Мысли Чокана Валиханова об отношении к фольклору, его данным представляют непреходящую методологическую ценность. Высоко оценивая богатое устное народное творчество казахов за простоту, отсутствие всяких чудес, он писал: "Для истории народов кочевых и вообще племен, не имеющих письменности, источниками были и будут полубаснословные их легенды и отрывки известий из летописи цивилизованных народов, с которыми они имели столкновение". Он подчеркивал, что "всякое искаженное, баснословное предание" может считаться достоверным только "при сличении их с историческими указаниями", то есть с данными письменных источников. Потому сведения преданий Чокан называл "не историческими фактами" (12). Такой подлинно научный подход к фольклору, его данным явно не устраивает Артыкбаева и ему подобных.
Учебник содержит много незрелых формулировок, ошибочных и даже порочных выводов и заключений, а также массу фактологических ошибок. Так, автор выдвигает совершенно дикую версию о существовании в эпоху бронзы в Центральном Казахстане народа "мык", он разделяет давно уже отвергнутое в науке мнение о тождестве различных по происхождению, языку и физическому типу народов: эфталитов (хайталов, абделов) и гуннов, не задумывается даже, почему последних называли "белыми гуннами". Он некритически подошел к ошибочным положениям А. Н. Бернштама и потому считает, что гунны разгромили Римскую империю и установили феодализм, не различает хуннов и гуннов. Артыкбаев не знает, что жужаны и авары были одним народом. Заявляя, что большая часть жужан была истреблена тюрками в середине VI века, он допускает двойную ошибку: большинство жужан подчинилось тюркам (лишь 20 тысяч, вероятно, воинов, бежали на запад и, подчинив местные гуннские и угорские племена, создали с центром в Паннонии - современной Венгрии - могущественный Аварский каганат), тюрки никогда не вели истребительных войн. Автор бездоказательно утверждает, что государственной идеологией Тюркского каганата был туранизм. Не все семь племен, составивших этнос кимак, были по происхождению татарами, как считает автор. Он ошибочно включает кыпчаков в состав 24 огузских племен.

- - - -

Задание 1: Продублируйте без изменений часть приведённого выше отрывка о казахском фольклоре и учебнике истории, которая открывается словами «Мысли Чокана Валиханова» и завершается словами «и ему подобных.».

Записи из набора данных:

- - - -

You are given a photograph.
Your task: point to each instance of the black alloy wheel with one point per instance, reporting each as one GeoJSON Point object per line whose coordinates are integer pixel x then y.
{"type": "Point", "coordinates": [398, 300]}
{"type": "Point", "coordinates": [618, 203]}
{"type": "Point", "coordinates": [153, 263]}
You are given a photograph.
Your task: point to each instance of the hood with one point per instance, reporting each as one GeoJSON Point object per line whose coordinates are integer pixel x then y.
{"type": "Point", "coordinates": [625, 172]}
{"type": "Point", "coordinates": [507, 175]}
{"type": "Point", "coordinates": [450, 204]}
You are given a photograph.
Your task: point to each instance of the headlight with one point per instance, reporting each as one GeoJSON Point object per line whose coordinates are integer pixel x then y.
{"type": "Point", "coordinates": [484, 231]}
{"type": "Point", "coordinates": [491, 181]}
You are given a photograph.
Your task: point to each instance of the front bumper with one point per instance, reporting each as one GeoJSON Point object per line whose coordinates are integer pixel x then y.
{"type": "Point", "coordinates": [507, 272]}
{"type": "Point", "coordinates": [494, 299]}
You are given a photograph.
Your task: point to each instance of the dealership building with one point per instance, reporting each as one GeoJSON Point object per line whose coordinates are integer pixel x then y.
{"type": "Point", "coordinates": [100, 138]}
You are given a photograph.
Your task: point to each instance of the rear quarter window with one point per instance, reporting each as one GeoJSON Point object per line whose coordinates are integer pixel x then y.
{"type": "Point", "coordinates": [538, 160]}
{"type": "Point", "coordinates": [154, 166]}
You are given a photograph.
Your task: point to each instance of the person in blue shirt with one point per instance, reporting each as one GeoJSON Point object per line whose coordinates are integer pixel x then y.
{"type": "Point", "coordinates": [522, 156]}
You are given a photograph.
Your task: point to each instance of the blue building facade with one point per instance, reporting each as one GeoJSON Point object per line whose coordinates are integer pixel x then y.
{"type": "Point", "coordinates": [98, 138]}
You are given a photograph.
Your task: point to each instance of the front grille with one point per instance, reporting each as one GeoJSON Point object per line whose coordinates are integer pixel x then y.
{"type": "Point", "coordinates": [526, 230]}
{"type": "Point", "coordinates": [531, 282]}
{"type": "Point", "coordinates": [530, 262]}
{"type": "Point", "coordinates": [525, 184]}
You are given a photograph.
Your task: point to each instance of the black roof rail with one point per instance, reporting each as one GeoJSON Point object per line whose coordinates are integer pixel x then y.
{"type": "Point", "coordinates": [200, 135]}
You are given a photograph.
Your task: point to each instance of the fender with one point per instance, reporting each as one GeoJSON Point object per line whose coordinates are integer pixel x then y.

- - - -

Задание 2: Сообщите, сколько строк списка выше содержат строку «front», учитывая регистр букв. В ответе укажите только число.

Полный ответ 1:
Мысли Чокана Валиханова об отношении к фольклору, его данным представляют непреходящую методологическую ценность. Высоко оценивая богатое устное народное творчество казахов за простоту, отсутствие всяких чудес, он писал: "Для истории народов кочевых и вообще племен, не имеющих письменности, источниками были и будут полубаснословные их легенды и отрывки известий из летописи цивилизованных народов, с которыми они имели столкновение". Он подчеркивал, что "всякое искаженное, баснословное предание" может считаться достоверным только "при сличении их с историческими указаниями", то есть с данными письменных источников. Потому сведения преданий Чокан называл "не историческими фактами" (12). Такой подлинно научный подход к фольклору, его данным явно не устраивает Артыкбаева и ему подобных.

Полный ответ 2: 2